* [SUPPLIED RECORDS]:
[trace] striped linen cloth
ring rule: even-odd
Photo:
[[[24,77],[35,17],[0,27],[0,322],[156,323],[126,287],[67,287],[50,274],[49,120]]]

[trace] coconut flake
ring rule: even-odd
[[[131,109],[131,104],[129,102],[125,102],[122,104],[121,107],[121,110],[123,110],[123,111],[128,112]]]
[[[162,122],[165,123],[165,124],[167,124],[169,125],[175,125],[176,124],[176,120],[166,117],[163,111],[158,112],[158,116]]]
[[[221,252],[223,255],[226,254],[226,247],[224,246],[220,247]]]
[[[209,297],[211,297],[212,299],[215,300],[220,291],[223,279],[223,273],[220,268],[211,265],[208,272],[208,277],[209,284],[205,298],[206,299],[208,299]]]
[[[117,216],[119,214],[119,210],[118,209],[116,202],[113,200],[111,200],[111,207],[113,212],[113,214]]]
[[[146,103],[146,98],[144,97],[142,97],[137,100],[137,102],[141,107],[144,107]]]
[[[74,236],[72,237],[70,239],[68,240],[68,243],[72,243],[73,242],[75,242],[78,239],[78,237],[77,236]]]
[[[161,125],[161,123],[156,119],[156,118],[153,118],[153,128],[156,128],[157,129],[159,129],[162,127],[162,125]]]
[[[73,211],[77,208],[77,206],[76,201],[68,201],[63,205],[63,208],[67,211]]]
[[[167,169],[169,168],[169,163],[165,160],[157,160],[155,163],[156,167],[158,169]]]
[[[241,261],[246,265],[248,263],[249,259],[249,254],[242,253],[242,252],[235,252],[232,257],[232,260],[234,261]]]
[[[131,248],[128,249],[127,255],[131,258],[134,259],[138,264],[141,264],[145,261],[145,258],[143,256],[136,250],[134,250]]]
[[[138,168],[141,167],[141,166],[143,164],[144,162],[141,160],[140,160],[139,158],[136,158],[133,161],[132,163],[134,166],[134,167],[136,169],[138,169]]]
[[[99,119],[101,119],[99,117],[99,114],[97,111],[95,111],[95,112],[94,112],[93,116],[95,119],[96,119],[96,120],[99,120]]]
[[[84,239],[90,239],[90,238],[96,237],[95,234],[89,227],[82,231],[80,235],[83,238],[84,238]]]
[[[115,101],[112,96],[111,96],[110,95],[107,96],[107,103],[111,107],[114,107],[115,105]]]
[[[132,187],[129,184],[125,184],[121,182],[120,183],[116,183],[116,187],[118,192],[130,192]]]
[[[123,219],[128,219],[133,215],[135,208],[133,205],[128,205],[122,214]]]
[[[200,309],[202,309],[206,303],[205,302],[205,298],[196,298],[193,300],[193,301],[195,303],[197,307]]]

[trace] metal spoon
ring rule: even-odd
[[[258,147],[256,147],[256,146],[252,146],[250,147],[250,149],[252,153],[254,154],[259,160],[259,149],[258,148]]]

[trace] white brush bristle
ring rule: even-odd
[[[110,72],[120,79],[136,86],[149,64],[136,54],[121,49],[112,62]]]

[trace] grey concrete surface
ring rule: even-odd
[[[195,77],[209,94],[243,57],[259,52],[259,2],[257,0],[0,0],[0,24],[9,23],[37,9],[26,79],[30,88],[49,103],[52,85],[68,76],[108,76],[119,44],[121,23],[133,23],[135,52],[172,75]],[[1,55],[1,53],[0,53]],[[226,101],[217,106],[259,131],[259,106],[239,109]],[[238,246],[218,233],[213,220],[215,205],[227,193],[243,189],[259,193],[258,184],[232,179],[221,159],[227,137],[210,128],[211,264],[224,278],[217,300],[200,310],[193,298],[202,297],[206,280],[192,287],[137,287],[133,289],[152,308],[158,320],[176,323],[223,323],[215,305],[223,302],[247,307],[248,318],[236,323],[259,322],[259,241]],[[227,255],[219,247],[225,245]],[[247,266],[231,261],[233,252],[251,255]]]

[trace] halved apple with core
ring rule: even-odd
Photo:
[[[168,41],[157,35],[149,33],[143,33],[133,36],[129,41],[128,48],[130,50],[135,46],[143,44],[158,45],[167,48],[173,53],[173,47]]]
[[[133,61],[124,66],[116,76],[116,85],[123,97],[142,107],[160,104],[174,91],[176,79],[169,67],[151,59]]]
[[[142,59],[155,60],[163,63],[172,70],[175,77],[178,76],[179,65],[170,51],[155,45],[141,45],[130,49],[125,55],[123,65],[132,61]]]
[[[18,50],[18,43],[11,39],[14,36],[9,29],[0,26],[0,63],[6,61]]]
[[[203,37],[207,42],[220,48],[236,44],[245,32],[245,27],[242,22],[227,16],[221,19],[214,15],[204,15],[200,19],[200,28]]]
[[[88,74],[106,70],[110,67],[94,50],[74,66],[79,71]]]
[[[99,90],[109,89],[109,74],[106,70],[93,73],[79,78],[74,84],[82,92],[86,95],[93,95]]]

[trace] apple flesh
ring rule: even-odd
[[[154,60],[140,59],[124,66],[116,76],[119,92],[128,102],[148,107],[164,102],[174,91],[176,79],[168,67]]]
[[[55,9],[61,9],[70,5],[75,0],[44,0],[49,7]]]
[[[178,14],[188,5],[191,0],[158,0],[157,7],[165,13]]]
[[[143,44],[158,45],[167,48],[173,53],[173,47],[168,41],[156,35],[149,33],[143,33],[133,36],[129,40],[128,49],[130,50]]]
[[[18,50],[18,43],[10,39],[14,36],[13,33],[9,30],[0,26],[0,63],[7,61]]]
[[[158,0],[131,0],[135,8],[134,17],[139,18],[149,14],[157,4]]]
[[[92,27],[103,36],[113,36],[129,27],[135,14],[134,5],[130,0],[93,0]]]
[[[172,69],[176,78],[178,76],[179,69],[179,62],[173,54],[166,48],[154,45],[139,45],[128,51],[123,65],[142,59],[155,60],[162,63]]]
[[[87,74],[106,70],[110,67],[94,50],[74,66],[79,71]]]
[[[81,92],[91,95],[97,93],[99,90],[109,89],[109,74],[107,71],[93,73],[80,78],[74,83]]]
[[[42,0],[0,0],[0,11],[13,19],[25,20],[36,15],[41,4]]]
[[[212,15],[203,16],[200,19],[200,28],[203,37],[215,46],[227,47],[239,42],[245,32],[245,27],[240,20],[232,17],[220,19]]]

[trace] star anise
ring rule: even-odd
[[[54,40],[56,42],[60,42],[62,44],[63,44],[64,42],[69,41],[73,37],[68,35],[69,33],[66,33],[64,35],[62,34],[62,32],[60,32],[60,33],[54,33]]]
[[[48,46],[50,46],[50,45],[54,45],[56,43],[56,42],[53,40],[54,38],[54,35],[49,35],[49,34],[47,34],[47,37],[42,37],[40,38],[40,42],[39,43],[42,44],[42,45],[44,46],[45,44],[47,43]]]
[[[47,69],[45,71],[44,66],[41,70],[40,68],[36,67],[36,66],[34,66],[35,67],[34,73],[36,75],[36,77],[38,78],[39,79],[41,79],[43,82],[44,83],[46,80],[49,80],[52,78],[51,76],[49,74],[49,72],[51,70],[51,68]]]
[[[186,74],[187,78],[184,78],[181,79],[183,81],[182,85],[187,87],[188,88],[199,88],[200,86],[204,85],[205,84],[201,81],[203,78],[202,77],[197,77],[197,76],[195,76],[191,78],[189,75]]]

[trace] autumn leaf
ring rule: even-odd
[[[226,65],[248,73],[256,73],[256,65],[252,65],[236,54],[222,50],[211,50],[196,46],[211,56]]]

==

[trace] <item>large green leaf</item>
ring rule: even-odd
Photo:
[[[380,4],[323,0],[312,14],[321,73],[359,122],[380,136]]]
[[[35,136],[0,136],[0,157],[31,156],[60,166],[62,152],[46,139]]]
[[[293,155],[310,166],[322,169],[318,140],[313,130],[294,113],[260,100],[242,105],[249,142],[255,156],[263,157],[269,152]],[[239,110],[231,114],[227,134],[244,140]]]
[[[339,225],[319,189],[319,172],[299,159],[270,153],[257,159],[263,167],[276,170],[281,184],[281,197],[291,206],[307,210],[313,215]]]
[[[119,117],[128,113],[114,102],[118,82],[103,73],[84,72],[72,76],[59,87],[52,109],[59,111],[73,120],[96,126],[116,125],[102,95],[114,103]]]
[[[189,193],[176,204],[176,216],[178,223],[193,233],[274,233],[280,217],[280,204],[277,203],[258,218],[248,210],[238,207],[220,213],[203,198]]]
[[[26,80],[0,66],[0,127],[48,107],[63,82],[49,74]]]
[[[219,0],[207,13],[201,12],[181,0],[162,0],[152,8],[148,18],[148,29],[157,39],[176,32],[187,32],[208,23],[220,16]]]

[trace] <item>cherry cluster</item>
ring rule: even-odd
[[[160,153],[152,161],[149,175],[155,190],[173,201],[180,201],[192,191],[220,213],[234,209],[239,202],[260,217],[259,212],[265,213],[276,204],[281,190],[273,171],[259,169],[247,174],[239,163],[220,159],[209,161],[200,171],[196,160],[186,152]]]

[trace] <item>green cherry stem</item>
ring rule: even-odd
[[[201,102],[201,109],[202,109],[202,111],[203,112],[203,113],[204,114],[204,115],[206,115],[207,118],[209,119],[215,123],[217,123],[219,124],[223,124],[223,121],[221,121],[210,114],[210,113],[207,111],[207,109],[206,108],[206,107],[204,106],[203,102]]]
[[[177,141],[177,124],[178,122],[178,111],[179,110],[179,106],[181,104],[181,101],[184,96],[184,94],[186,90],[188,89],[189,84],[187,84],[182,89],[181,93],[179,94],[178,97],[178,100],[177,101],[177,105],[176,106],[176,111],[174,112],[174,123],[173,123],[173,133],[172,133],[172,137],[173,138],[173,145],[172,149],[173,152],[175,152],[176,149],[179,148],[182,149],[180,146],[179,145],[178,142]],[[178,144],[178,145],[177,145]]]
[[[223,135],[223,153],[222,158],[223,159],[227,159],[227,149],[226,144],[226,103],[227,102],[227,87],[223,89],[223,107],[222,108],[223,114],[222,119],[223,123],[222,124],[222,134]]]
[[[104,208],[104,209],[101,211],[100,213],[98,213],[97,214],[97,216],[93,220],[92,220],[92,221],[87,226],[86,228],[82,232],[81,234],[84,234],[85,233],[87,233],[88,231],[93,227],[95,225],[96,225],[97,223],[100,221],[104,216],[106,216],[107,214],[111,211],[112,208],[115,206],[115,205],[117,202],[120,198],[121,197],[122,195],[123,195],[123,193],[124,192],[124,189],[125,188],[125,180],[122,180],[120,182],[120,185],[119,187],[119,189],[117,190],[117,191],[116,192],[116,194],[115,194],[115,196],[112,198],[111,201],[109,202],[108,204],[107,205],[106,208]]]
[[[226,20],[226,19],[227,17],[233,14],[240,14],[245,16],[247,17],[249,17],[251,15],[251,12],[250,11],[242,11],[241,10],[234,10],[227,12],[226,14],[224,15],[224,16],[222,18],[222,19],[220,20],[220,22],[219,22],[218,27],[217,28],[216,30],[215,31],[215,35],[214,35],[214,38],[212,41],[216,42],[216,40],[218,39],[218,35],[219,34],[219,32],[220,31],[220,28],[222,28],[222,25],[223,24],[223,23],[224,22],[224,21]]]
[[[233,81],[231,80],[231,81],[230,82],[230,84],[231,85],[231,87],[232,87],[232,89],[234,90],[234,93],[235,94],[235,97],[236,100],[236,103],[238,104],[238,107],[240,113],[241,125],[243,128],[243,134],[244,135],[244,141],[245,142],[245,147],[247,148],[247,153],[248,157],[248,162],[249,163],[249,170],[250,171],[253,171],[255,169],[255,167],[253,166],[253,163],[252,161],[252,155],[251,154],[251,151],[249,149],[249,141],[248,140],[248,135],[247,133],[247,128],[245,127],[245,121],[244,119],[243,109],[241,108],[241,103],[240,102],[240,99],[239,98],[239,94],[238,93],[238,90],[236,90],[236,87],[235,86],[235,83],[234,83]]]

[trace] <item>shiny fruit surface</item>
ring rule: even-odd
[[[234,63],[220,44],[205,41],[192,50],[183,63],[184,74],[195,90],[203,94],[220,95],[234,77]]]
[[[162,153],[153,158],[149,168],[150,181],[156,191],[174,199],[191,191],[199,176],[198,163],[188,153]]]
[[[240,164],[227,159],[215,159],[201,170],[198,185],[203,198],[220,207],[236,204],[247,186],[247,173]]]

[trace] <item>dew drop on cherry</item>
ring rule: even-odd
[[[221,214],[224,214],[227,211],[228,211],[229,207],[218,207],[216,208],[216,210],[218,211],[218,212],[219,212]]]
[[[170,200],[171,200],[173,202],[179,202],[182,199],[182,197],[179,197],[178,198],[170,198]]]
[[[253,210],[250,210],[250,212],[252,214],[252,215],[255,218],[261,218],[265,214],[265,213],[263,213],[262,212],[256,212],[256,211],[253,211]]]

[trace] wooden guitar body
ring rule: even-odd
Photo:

* [INSTRUCTIONS TO FOLLOW]: Copy out every line in the material above that contains the word "apple". Case counts.

* [SOLUTION TO THIS PROBLEM]:
[trace] halved apple with core
[trace] apple flesh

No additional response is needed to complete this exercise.